EXERCISE AIM: Provide again, from the entries below, every line from the one containing "Target: food on fork tines" through the one containing "Expected: the position of each instance of the dried", exactly as written, and no other line.

Region pointing data:
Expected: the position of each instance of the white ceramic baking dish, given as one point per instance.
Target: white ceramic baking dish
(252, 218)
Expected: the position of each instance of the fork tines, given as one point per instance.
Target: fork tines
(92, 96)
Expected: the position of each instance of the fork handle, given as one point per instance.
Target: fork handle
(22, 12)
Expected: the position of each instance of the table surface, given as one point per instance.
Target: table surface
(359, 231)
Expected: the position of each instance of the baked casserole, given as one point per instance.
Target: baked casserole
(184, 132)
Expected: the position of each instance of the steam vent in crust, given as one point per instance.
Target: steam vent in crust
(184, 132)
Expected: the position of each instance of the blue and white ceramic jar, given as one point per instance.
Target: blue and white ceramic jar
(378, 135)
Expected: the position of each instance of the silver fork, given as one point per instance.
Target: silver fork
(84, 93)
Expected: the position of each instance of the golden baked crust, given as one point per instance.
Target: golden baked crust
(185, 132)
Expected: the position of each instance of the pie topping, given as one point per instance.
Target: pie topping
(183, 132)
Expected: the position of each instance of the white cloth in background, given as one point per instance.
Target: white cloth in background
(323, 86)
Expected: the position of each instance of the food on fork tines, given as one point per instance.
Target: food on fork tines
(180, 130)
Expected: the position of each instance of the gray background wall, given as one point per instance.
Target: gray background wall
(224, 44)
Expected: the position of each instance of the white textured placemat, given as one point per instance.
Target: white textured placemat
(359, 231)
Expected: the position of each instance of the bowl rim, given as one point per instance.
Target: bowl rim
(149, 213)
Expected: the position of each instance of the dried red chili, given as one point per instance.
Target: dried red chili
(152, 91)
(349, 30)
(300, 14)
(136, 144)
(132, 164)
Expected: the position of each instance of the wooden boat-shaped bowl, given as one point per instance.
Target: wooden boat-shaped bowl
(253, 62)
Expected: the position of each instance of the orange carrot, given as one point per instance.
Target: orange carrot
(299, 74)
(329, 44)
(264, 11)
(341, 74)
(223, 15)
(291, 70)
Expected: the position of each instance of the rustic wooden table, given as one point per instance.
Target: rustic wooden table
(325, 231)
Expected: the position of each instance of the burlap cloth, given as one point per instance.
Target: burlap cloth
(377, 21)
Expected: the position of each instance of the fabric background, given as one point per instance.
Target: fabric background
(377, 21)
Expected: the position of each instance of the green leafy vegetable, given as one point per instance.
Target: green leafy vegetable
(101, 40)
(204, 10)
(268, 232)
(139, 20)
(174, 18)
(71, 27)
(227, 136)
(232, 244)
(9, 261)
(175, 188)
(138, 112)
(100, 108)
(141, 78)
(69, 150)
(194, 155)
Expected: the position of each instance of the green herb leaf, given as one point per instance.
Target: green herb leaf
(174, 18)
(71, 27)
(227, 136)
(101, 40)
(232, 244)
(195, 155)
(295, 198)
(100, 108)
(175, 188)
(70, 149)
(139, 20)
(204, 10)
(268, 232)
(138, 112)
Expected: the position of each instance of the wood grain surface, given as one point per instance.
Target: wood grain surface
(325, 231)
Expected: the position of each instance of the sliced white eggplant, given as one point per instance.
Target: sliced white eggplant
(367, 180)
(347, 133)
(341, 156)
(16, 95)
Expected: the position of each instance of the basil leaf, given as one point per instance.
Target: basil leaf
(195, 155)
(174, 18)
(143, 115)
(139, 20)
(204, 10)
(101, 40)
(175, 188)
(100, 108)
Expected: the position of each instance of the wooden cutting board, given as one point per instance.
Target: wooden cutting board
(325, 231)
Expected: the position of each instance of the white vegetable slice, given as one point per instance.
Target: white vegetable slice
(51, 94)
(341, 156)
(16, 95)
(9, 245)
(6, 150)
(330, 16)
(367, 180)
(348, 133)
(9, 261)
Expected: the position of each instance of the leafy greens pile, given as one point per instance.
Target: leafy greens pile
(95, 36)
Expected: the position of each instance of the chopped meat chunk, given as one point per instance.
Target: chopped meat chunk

YOUR RESPONSE:
Target: food on fork tines
(180, 130)
Expected: the position of each instance of the gray background wall, given as one point per instance.
Target: gray background wall
(224, 44)
Expected: the position of each instance of the white textured placemat, given as one point per instance.
Target: white textured placemat
(359, 231)
Expected: the position of each instance of the bowl rim, given as one point per instance.
Target: bowl rim
(149, 213)
Expected: the position of each instance of the dried red chili, given as one point per instance.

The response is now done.